[Start Provided data]

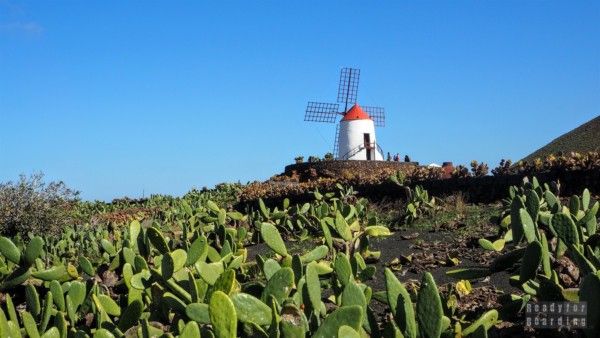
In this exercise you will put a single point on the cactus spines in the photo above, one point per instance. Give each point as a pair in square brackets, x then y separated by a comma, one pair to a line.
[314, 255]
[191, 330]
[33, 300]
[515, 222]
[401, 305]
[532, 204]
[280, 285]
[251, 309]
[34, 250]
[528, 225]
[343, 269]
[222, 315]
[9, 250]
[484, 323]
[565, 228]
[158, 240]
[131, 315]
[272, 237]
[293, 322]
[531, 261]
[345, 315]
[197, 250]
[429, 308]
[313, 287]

[End Provided data]
[Start Provided data]

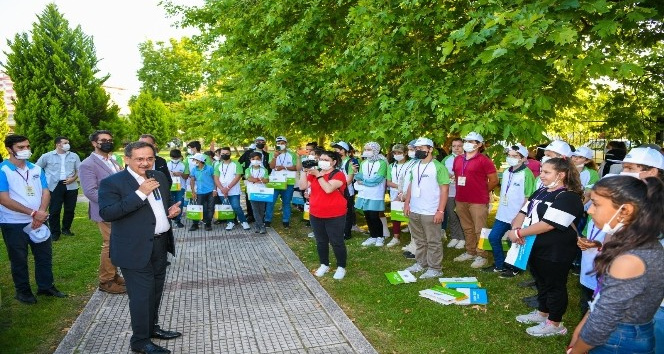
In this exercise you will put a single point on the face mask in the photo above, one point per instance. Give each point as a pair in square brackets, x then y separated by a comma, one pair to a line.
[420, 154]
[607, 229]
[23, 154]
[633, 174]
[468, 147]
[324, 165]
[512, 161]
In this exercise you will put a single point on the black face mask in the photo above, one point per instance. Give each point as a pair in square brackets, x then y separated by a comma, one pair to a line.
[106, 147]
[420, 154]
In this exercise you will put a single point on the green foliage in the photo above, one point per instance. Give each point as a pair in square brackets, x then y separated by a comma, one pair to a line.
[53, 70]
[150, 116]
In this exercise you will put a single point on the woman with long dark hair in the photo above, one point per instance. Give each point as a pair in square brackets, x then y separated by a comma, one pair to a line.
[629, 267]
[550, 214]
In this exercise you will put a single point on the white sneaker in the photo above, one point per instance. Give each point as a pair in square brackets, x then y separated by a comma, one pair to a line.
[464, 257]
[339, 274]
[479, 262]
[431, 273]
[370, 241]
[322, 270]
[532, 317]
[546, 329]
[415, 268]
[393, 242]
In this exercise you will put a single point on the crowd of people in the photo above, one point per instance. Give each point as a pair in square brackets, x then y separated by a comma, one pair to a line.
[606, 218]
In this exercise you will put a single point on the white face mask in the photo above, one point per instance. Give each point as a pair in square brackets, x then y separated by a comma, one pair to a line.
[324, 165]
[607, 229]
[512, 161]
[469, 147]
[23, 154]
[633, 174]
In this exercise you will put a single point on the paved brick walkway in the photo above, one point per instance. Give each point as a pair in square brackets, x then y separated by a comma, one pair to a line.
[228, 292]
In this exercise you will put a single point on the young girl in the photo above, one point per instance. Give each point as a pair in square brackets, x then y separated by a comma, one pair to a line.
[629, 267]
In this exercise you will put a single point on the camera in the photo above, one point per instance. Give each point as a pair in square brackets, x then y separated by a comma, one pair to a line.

[End Provided data]

Goal of the exercise — Please copy word for word the lines of the records above, starting with the line that contains "on the black" and going on through the line that contains "on the camera".

Result below —
In this exercise you will put a single point on the black face mask in the photo above, one point per instance. Give each point as a pair in square brackets, x then y separated by a comma, one pair to a line.
[106, 147]
[420, 154]
In this exercise you will put a single point on the green foliage in the photo above, one point per instance. Give each point as a pair in square brackets, x then y separated by a comma, one pair to a line.
[53, 70]
[150, 116]
In this exercise you will put a single point on the woman with long dark hair in the photo above, one point per instance. Give each point as a pair in square brackets, x then y separated by a comma, one pair to a line.
[629, 267]
[550, 214]
In this exercise you will put a single point on the white sneaker in the photo above, one point per instance. Give each point as a pair in square brackets, x then y separated by a comma, one pair to a line.
[464, 257]
[339, 274]
[479, 262]
[431, 273]
[370, 241]
[322, 270]
[532, 317]
[546, 329]
[415, 268]
[393, 242]
In this exercise you will put a single point on the crowd of people in the photo above, one point per instance. Give each point as a pair in square brackets, x then y separated by a comma, one pair to a line.
[606, 218]
In this exercise you will put a single point on the white face mask in the photo above, one point per instance. Give each point as a pair in square brackets, x then y separated by a comma, one pair to a line.
[324, 165]
[607, 229]
[512, 161]
[469, 147]
[23, 154]
[633, 174]
In this exercise you will put a single point on the paved brick walkway in the photo above, one point per instance. Give each point as a pair in square brackets, x then y separated by a comma, one pair to a line.
[228, 292]
In this exercise you will put a single point on the young girl in the photo above, one point per instance. Give each point as a pair in square brackets, x then y separated by a comma, one pair to a line.
[629, 267]
In this exercise you will put a single point on the camera in the photo above, one point per instance. Give each point as a pair in square brackets, x then y separated by a comma, one pair to a line.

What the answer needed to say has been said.